## START

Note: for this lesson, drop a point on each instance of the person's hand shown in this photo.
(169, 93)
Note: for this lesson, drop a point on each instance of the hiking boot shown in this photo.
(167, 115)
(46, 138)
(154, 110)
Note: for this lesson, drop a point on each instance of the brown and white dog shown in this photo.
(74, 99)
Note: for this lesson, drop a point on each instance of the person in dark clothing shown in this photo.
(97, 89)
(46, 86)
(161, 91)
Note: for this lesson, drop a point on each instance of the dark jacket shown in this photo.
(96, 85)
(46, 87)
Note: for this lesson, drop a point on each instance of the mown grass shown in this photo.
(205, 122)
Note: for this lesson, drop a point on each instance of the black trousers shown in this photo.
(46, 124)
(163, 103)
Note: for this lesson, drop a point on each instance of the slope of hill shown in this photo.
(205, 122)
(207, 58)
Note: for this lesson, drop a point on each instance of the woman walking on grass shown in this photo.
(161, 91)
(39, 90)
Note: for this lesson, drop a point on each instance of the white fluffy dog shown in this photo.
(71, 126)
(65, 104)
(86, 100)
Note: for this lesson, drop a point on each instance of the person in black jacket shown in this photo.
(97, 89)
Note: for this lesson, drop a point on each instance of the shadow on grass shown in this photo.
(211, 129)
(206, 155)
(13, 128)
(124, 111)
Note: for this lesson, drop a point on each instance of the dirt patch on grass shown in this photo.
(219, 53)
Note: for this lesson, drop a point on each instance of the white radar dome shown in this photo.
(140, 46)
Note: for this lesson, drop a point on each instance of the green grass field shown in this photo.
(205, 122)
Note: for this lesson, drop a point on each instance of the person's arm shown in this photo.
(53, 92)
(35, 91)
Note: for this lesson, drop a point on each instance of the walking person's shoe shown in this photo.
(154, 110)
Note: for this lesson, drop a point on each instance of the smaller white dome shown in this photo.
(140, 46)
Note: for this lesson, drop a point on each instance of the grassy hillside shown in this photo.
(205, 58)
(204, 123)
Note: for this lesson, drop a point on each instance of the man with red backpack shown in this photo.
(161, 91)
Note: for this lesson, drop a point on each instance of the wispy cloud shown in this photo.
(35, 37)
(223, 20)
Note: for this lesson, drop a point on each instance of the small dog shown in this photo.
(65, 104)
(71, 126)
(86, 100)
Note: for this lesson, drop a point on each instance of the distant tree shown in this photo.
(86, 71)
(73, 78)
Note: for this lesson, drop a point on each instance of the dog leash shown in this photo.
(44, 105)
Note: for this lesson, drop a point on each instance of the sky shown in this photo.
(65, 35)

## END

# STATED GOAL:
Reproduce the data, keeping every line exactly the same.

# FINAL RESULT:
Note: for this lesson, drop a point on each instance of the person's hand shown in this photo.
(169, 93)
Note: for this lesson, drop a point on each instance of the hiking boot shown in this photo.
(167, 115)
(46, 138)
(154, 110)
Note: for this lesson, drop a point on each instance of the brown and white dog shown in this photo.
(74, 99)
Note: for this lesson, drop a point on each instance of the person in dark clothing shown in this photo.
(97, 89)
(46, 86)
(161, 91)
Note: for this lesson, drop a point on each instance of the dark jacket shown in this photo.
(96, 85)
(46, 87)
Note: for this lesson, drop a point on each instance of the mown grass shown in this photo.
(205, 122)
Note: for this lesson, drop a point on each instance of the black trousers shown in this photo.
(46, 124)
(163, 103)
Note: for this lesson, drop a point on each instance of the slope of hill shown in this photo.
(205, 122)
(207, 58)
Note: for this lesson, drop a point on each instance of the woman walking on grass shown in this photo.
(161, 91)
(39, 90)
Note: for this lesson, drop a point on each instance of the white fluffy dog shown in this photo.
(71, 126)
(65, 104)
(86, 100)
Note: for this lesson, drop a point on each instance of the person in black jacket shown in this photo.
(97, 89)
Note: for this lesson, drop a point on each instance of the shadow on grass shown in this photo.
(211, 129)
(206, 155)
(13, 128)
(124, 111)
Note: for this lesson, drop a point on each instance of the dirt patch on grass shown in this photo.
(219, 53)
Note: for this lesson, drop a point on each instance of the white radar dome shown in this photo.
(140, 46)
Note: for this lesson, drop a point on each instance of the green grass field shown in this photo.
(205, 122)
Note: for this lesson, drop a point on each instance of the person's arm shown in this photo.
(53, 92)
(35, 91)
Note: for this lesson, drop a point on each instance of the walking person's shoe shown in this photo.
(154, 110)
Note: for this lesson, drop a point on each instance of the smaller white dome shown in this photo.
(140, 46)
Note: for this lesson, drop a point on each instance of the grassy hillside shown in this photo.
(205, 58)
(204, 123)
Note: for this lesson, drop a point on each instance of the man with red backpack shown in this photo.
(161, 91)
Note: for this lesson, drop a point on each instance of the wispy cloud shown in this photo.
(35, 37)
(223, 20)
Note: for this lesson, drop a point on each instance of the small dog shown in this photo.
(65, 104)
(71, 126)
(86, 100)
Note: for this lesson, drop a point on each instance of the distant tree shown in this photo.
(86, 71)
(73, 78)
Note: for this lesson, drop a point on each instance of the dog leash shown in this photo.
(44, 105)
Note: for this lesson, drop a point on each instance of the sky shown in this photo.
(65, 35)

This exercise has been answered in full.